_Text for analysis_.
____

More information on CJD
Transmissible spongiform encephalopathies (TSEs) are a group of fatal neurodegenerative disorders caused by the change in conformation of a normal cellular protein. Disease is caused by the prion protein (PrP) which converts from the normal cellular protein, PrPC to the disease-associated scrapie conformation PrPSc.
TSEs belong to a larger family of degenerative disorders caused by protein misfolding and aggregation that include Alzheimer’s disease, Parkinson’s disease and type II diabetes. TSEs differ from other misfolding disorders as they can transmit disease within and between species.
In humans the most common form of TSE disease is Creutzfeldt Jakob disease (CJD) which typically occurs sporadically. In 1996 a new form of CJD – unusually affecting young people – became known as vCJD.
The appearance of vCJD followed the bovine spongiform encephalopathy epidemic in the United Kingdom which peaked in the mid to late 1980s. Transmission of BSE to humans was later confirmed when it was demonstrated that vCJD and BSE had similar molecular features.
Without a reliable test to identify that people are carrying the disease the UK adopted several control measures to reduce the chance of human-to-human disease transmission through contaminated surgical instruments or blood transfusion.
Three of the 177 clinical cases of vCJD are thought to have resulted from contaminated blood products before the control measures were introduced.
Identifying people incubating vCJD remains the most effective way to reduce disease transmission. There has been significant effort put into developing such a test but a major obstacle has been the lack of relevant samples for evaluating assay suitability.

____

_Assignment A_.
From the CJD text, write out the passage that begins at the words "More information on" and stops after the words "known as vCJD.", word for word.
_Assignment B_.
Answer these from the CJD text:
(i) In what year did a new form of CJD, known as vCJD, become known?
(ii) Of the 177 clinical cases of vCJD, how many are thought to have come from contaminated blood products?
(iii) Which protein causes TSE disease?

_Excerpted data_.
____

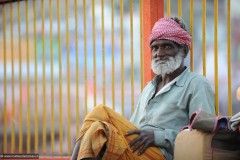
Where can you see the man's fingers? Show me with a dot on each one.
(138, 145)
(145, 146)
(135, 131)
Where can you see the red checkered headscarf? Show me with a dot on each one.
(167, 28)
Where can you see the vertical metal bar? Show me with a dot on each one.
(44, 80)
(168, 8)
(113, 57)
(20, 81)
(13, 83)
(141, 44)
(28, 85)
(68, 79)
(5, 82)
(85, 58)
(94, 53)
(204, 36)
(52, 80)
(60, 80)
(192, 34)
(103, 57)
(36, 80)
(229, 57)
(132, 56)
(77, 70)
(122, 54)
(216, 54)
(180, 8)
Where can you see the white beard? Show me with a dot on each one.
(167, 65)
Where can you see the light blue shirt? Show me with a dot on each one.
(171, 108)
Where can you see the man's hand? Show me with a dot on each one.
(144, 140)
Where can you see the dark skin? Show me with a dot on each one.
(159, 49)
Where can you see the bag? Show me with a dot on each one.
(207, 138)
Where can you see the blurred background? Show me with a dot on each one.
(58, 59)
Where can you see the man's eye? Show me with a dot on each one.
(154, 48)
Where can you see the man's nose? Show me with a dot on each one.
(160, 53)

____

_Task solution A_.
More information on CJD
Transmissible spongiform encephalopathies (TSEs) are a group of fatal neurodegenerative disorders caused by the change in conformation of a normal cellular protein. Disease is caused by the prion protein (PrP) which converts from the normal cellular protein, PrPC to the disease-associated scrapie conformation PrPSc.
TSEs belong to a larger family of degenerative disorders caused by protein misfolding and aggregation that include Alzheimer’s disease, Parkinson’s disease and type II diabetes. TSEs differ from other misfolding disorders as they can transmit disease within and between species.
In humans the most common form of TSE disease is Creutzfeldt Jakob disease (CJD) which typically occurs sporadically. In 1996 a new form of CJD – unusually affecting young people – became known as vCJD.

_Task solution B_.
(i) 1996
(ii) Three
(iii) The prion protein (PrP)